==== Extract ====

The sick thriller "Saw" and its spawn, "Saw II" and "Saw III," cost a combined $16 million to make and grossed $416 million worldwide, spurring its producers, Mark Burg and Oren Koules, to form a production company devoted exclusively to horror: Twisted Pictures. "Saw IV" is set for later this year, and scripts are being written for versions five and six.

"The horror audience is a lot smarter than people give them credit for," Burg says, "and if you want to be successful, you've got to be edgy." Edgy, these days, translates into onscreen torture (two "Hostels," three "Saws"), rape (the recent remake of "The Hills Have Eyes") and dismemberment (all of the above).

Burg considers Roth a friend and cheers his success, but he gloats nonetheless: Roth was forced to rewrite a scene in the script for "Hostel: Part II" when he discovered a similar bit had just been shot for "Saw III": a young woman's belly ring gets ripped from the flesh of her comely tummy. "We beat him to it," Burg says.

"Horror films tell us a lot about our culture," says Aviva Briefel, a professor who studies the genre at Bowdoin College. "They make us think about violence, fear and danger, but from a safe distance." She praises Eli Roth for his "smart and provocative" films and calls him the "next Wes Craven," the iconic director of such venerated slashfests as "A Nightmare on Elm Street" and "The Hills Have Eyes" (the first one, in 1977).

Roth's fascination with scary movies began at age 8 when he watched "Alien," a sci-fi thriller about a monster that kills the entire crew of a doomed spaceship (except for the requisite damsel-in-distress, Sigourney Weaver). "That was the day I decided to become a director,'' he says. He persuaded his parents to buy him an 8mm camera, and by the time he entered New York University's film school in 1990, he had made 50 short films. In one sequence his brother is attacked with a circular saw and blood (ketchup) splatters all over the floor.

==== Data excerpts ====

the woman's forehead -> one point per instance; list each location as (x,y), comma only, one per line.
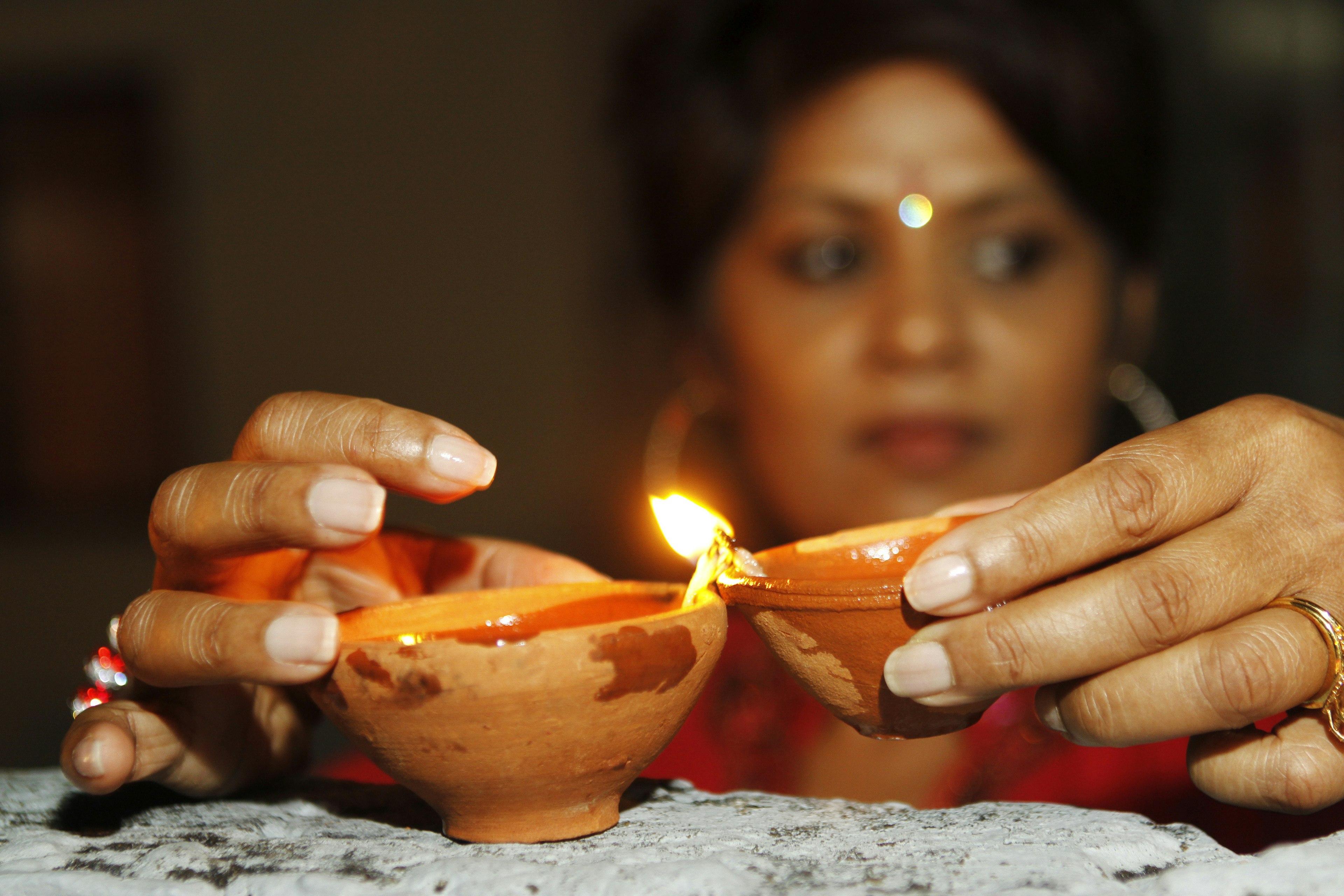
(898,130)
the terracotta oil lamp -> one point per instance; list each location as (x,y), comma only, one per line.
(521,715)
(831,610)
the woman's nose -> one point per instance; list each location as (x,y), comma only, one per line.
(916,320)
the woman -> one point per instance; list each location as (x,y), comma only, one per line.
(906,365)
(874,363)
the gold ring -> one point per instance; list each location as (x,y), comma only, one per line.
(1331,699)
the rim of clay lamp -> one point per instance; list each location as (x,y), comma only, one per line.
(814,594)
(437,613)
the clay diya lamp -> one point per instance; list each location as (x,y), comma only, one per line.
(521,715)
(831,609)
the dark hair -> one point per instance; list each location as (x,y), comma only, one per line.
(704,81)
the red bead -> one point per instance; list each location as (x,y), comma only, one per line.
(88,698)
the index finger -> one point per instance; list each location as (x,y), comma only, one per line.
(1134,496)
(406,450)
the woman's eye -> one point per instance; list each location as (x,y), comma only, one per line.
(1002,260)
(827,260)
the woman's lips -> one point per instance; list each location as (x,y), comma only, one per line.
(925,445)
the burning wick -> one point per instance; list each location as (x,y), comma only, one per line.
(704,538)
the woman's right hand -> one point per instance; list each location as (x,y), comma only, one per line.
(254,558)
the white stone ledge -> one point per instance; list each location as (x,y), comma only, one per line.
(335,838)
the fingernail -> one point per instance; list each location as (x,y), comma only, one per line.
(88,758)
(1048,710)
(940,582)
(918,671)
(347,506)
(303,639)
(462,461)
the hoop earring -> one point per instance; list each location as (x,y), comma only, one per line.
(1131,387)
(668,434)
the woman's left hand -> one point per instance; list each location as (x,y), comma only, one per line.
(1199,527)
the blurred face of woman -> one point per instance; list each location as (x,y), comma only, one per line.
(880,370)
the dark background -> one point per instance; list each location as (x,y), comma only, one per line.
(202,205)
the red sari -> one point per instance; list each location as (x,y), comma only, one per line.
(755,722)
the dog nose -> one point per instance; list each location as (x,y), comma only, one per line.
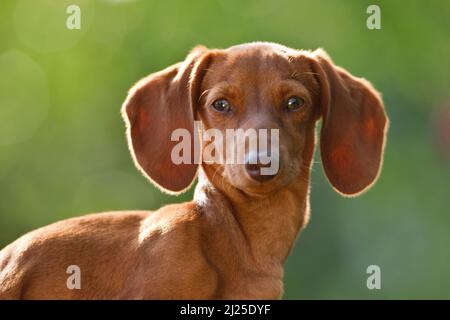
(254,167)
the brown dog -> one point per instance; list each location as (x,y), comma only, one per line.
(232,240)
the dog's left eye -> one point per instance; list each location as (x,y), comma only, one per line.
(294,103)
(221,105)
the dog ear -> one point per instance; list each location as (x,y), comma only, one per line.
(354,126)
(156,106)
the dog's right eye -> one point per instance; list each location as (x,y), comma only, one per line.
(221,105)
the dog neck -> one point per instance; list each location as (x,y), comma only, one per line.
(268,225)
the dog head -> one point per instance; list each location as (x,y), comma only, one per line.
(259,104)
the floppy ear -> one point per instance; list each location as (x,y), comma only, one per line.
(354,126)
(155,107)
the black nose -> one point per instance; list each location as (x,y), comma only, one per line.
(254,171)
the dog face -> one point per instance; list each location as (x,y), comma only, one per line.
(258,86)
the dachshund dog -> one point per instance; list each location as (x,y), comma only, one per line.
(232,240)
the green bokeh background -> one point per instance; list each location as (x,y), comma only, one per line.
(63,152)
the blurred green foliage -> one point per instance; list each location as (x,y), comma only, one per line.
(63,152)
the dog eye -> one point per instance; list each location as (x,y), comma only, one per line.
(295,103)
(221,105)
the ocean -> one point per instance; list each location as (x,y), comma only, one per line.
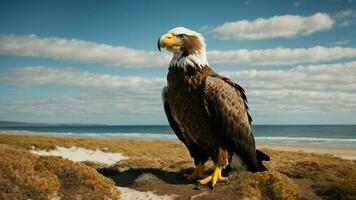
(306,135)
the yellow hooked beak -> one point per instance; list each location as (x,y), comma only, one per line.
(167,41)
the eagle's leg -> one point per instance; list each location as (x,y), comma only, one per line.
(197,173)
(220,162)
(214,177)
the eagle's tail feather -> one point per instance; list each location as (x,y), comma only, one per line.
(260,157)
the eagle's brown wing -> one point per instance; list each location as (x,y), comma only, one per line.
(225,103)
(199,155)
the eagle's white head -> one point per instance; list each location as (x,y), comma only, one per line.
(187,46)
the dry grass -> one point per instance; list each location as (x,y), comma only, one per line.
(266,185)
(292,175)
(26,176)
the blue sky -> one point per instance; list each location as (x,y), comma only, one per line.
(97,62)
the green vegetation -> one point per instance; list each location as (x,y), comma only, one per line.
(26,176)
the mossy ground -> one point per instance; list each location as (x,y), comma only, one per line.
(27,176)
(157,166)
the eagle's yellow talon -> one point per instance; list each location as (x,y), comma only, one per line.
(197,173)
(213,178)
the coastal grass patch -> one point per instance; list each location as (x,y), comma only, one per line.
(265,185)
(330,177)
(27,176)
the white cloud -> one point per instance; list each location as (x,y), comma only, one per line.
(277,26)
(345,18)
(41,75)
(99,93)
(84,51)
(339,77)
(280,56)
(80,50)
(302,90)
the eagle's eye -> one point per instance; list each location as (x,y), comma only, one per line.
(181,35)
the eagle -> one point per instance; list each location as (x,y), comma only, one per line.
(208,112)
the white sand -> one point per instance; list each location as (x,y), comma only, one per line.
(79,154)
(131,194)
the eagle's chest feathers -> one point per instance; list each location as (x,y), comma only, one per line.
(185,98)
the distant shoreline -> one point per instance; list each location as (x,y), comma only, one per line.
(348,153)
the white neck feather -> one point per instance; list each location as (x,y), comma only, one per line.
(198,59)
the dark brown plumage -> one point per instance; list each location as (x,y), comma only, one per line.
(208,112)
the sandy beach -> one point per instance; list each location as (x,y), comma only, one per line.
(134,169)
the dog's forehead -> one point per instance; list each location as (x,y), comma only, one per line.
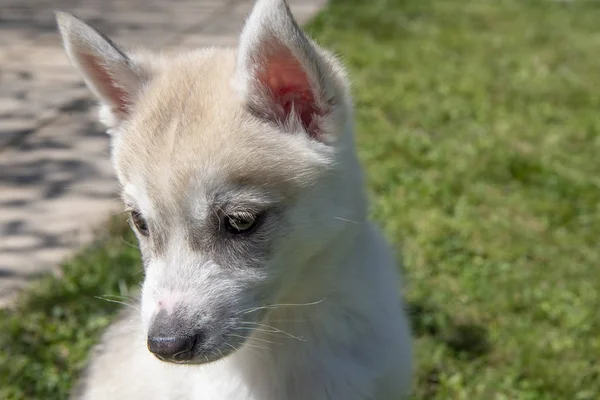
(192,135)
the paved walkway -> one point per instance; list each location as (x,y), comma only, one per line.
(56,182)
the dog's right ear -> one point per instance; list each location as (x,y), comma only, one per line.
(111,75)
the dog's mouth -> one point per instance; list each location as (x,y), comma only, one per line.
(198,352)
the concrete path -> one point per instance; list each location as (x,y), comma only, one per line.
(56,182)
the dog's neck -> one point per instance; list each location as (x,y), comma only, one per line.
(330,321)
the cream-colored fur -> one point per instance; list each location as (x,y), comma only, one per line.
(303,304)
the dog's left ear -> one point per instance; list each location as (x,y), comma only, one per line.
(282,75)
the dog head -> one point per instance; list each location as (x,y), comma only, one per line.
(238,168)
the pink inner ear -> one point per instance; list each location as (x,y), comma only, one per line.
(106,84)
(290,89)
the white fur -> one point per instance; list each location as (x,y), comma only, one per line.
(308,306)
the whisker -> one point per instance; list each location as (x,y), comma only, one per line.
(275,330)
(118,302)
(272,306)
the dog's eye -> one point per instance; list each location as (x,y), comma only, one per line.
(139,223)
(240,223)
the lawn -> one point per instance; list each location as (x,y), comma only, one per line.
(478,122)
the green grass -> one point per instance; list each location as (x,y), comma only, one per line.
(479,124)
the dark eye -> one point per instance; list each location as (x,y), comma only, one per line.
(240,223)
(139,223)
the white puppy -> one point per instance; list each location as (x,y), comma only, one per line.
(263,278)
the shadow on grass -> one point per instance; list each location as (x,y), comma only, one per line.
(466,340)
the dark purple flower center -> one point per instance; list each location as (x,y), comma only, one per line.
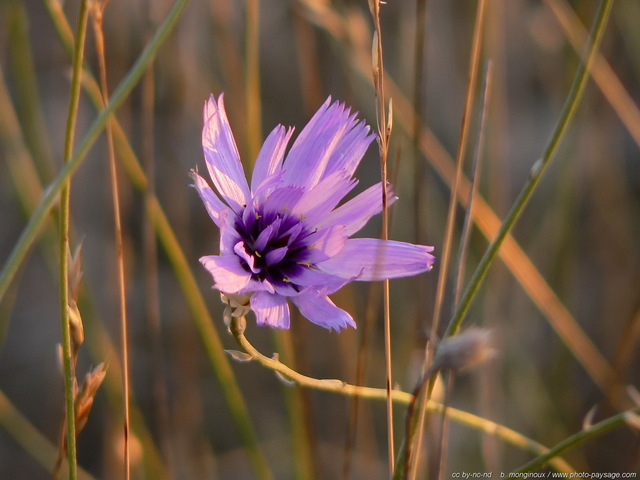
(274,247)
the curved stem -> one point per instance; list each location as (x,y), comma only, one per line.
(580,437)
(399,397)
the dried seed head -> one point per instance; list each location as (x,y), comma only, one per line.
(239,303)
(467,349)
(84,399)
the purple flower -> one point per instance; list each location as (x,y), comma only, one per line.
(285,237)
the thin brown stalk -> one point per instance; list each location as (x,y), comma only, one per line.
(150,258)
(466,228)
(252,80)
(384,132)
(97,10)
(361,368)
(448,239)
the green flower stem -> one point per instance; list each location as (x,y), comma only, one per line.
(580,437)
(399,397)
(538,169)
(68,366)
(212,343)
(39,216)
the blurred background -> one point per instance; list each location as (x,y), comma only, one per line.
(571,274)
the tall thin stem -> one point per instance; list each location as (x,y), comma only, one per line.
(97,15)
(384,133)
(65,194)
(39,216)
(539,167)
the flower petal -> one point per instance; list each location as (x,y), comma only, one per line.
(280,200)
(271,309)
(331,141)
(211,201)
(241,251)
(319,309)
(228,274)
(317,202)
(229,236)
(311,277)
(221,154)
(372,259)
(326,243)
(355,213)
(269,159)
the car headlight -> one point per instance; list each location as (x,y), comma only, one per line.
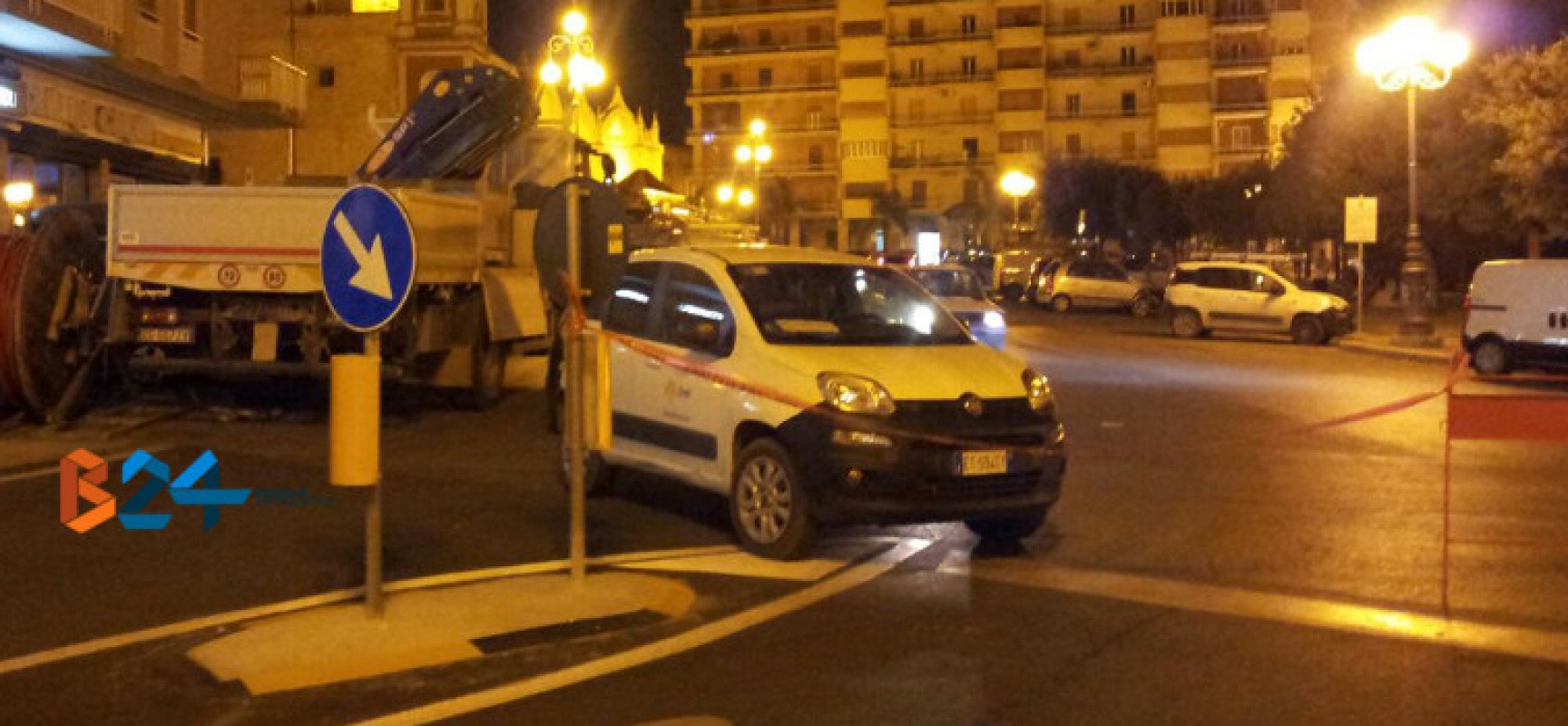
(1038,388)
(855,394)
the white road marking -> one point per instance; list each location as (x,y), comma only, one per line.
(1540,645)
(107,643)
(689,640)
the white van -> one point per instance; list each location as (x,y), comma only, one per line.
(1516,316)
(894,413)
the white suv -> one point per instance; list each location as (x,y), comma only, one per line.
(896,413)
(1247,297)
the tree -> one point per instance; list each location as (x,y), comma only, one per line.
(1524,94)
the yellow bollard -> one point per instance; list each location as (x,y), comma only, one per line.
(355,455)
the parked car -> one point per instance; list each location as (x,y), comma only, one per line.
(1247,297)
(906,417)
(1070,284)
(962,293)
(1516,316)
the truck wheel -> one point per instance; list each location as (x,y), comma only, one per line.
(769,504)
(1490,358)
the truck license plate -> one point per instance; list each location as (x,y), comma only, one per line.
(178,336)
(982,463)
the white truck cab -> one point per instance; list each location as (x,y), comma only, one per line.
(835,389)
(1516,316)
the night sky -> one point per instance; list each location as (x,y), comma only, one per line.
(642,41)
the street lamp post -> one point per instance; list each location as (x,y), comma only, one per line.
(1016,185)
(1413,55)
(582,73)
(756,152)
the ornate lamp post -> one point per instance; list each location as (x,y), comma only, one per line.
(756,152)
(582,73)
(1016,185)
(1413,55)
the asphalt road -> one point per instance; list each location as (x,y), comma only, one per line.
(1191,463)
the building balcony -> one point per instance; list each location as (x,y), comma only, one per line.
(938,162)
(1098,113)
(779,90)
(273,83)
(1098,28)
(947,36)
(728,8)
(1066,69)
(732,49)
(1240,109)
(904,80)
(928,120)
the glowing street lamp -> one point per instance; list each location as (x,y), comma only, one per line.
(1018,185)
(1413,55)
(581,73)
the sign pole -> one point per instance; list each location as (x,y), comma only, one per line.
(375,605)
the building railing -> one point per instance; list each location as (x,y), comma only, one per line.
(756,90)
(938,161)
(941,120)
(1057,68)
(719,49)
(1098,113)
(273,80)
(945,36)
(755,8)
(1098,27)
(101,13)
(936,79)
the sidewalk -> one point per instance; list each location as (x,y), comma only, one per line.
(1380,327)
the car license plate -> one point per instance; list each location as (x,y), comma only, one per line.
(178,336)
(982,463)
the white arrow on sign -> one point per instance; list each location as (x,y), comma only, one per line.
(372,275)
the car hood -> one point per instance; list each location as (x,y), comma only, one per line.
(969,305)
(916,372)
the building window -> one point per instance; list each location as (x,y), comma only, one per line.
(189,17)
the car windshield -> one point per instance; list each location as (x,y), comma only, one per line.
(842,305)
(949,282)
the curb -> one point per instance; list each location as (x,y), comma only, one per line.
(1441,357)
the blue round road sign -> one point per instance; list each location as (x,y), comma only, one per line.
(368,258)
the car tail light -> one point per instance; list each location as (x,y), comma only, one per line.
(161,316)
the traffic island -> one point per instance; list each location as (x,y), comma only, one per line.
(432,628)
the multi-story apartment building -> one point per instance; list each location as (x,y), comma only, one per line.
(101,92)
(936,99)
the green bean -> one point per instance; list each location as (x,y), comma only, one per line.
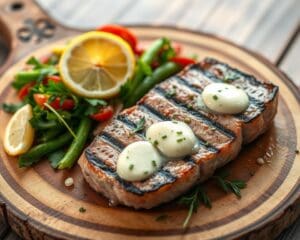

====

Your goal — According to the horror film article, who formed Twisted Pictures? Please give their names. These data are separate material with no connection to the horror film article.

Result for this task — Mark Burg and Oren Koules.